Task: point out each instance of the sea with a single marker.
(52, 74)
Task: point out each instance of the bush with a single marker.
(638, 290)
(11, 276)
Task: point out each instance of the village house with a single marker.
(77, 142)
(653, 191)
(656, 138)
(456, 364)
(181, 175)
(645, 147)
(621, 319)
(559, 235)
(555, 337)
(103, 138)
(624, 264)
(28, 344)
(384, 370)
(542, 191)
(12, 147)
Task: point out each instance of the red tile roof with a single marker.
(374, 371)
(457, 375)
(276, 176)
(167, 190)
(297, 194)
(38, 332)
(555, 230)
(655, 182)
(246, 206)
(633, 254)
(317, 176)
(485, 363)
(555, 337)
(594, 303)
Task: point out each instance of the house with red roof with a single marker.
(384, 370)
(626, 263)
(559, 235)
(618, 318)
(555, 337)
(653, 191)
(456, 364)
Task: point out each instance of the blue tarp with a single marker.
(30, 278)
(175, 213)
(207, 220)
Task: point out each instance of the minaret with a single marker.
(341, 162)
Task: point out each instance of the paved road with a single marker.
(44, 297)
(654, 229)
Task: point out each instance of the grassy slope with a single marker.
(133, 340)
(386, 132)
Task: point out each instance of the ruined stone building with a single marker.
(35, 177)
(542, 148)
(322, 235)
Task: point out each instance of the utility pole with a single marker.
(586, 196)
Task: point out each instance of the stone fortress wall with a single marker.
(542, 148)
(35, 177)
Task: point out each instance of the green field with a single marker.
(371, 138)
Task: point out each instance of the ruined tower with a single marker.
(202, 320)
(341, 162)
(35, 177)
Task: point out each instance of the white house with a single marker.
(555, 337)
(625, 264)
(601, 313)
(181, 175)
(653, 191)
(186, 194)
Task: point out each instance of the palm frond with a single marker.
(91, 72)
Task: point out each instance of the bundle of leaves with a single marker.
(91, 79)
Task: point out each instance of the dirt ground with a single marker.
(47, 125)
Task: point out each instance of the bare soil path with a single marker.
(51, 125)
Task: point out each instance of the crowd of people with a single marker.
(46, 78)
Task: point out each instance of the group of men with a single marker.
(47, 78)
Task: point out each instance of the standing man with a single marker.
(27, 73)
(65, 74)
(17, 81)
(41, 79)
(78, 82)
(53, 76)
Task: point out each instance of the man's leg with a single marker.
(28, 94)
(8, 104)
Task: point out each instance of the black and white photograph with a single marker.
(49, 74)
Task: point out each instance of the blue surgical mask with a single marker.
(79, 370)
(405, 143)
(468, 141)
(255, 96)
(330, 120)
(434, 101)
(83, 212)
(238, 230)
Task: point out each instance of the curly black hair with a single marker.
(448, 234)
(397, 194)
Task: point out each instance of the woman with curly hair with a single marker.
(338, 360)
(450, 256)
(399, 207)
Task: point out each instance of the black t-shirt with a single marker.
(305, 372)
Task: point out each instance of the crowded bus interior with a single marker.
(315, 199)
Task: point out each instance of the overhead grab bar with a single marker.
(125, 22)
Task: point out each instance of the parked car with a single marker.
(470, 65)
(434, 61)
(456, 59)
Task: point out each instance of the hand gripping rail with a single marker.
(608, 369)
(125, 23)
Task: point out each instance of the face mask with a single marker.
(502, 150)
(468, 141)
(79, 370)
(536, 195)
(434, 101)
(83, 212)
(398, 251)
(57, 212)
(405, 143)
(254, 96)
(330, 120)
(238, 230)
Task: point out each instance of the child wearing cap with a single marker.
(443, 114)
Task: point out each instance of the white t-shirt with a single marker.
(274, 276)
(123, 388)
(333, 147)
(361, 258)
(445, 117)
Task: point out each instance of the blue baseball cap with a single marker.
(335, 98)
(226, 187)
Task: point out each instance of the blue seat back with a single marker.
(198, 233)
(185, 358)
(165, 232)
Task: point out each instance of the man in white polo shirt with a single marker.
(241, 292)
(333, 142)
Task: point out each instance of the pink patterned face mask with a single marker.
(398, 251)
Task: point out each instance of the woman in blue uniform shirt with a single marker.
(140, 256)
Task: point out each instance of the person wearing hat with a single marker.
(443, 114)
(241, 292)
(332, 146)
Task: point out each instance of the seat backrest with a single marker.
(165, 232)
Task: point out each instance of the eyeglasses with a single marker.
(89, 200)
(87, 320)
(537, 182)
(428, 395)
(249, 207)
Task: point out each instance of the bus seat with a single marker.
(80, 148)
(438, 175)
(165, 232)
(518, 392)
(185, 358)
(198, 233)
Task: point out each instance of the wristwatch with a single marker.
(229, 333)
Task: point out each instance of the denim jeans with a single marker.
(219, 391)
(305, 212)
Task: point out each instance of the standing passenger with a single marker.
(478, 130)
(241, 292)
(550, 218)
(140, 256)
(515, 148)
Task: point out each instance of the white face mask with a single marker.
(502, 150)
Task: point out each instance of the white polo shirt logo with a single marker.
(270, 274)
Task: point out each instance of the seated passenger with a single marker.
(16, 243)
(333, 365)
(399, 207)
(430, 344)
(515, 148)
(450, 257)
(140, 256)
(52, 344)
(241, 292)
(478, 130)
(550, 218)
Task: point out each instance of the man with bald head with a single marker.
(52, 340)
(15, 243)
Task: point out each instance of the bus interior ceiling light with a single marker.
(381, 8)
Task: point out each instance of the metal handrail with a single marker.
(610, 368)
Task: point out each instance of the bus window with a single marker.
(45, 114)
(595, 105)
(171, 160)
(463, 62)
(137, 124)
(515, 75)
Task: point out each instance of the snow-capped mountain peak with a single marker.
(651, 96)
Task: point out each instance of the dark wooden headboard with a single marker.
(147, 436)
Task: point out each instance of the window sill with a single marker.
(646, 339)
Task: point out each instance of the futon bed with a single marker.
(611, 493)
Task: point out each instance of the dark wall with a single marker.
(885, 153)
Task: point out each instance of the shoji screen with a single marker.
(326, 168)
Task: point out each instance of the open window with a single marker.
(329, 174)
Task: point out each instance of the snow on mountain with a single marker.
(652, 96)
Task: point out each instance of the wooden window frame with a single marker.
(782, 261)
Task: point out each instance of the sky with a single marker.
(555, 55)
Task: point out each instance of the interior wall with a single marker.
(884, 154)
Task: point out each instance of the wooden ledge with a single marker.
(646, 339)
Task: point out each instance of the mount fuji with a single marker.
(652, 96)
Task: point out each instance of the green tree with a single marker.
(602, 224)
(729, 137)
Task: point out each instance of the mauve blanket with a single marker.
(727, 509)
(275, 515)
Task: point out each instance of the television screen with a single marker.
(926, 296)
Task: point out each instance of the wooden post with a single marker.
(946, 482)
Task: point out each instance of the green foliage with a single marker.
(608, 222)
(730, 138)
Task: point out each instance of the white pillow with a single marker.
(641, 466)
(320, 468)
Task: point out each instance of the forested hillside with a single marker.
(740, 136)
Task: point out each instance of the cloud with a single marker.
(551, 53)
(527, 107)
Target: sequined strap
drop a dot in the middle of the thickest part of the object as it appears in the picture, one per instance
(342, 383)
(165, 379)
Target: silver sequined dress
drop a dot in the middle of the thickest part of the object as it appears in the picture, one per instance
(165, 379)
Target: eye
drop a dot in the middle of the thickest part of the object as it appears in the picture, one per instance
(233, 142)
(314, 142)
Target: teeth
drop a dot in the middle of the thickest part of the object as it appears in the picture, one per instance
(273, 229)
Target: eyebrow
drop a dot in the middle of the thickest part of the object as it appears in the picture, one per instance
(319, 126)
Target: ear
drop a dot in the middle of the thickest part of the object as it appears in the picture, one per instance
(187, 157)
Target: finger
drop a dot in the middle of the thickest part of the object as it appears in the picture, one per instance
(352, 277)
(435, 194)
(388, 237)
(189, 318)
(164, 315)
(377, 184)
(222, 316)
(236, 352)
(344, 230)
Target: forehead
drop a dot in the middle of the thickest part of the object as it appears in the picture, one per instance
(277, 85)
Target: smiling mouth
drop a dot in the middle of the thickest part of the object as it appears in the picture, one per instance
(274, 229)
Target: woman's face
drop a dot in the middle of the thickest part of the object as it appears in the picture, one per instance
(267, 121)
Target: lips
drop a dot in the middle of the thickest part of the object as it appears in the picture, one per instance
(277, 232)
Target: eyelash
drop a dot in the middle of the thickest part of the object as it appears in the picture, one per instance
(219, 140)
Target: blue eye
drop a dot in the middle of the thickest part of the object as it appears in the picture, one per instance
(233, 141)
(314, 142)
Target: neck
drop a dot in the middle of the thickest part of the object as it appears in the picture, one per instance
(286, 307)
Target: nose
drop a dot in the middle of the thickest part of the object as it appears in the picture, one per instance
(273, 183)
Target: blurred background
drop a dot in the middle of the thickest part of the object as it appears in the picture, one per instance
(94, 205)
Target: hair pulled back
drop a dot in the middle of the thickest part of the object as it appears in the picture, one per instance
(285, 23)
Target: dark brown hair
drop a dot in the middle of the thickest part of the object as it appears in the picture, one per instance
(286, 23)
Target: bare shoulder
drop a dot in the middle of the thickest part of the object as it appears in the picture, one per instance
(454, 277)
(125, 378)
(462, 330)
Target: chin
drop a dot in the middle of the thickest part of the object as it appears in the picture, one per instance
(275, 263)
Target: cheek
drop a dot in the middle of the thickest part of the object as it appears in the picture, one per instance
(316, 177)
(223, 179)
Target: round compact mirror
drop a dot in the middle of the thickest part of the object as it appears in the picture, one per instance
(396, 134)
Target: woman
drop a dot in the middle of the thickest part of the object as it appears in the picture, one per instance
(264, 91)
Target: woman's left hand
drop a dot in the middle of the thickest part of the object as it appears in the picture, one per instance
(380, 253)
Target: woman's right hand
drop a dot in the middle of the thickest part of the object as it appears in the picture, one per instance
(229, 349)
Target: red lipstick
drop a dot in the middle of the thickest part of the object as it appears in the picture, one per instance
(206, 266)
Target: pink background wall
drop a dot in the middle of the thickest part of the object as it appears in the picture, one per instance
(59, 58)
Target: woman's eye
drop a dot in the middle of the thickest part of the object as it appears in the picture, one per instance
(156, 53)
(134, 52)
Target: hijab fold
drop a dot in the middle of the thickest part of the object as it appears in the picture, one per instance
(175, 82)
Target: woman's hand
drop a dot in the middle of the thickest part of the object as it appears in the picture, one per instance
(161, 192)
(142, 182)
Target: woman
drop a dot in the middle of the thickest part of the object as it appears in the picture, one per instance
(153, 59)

• [WHAT YOU WILL DO]
Bring together all lines in the records where the word "background" is found.

• [RESULT BELOW]
Target: blurred background
Target: pink background wall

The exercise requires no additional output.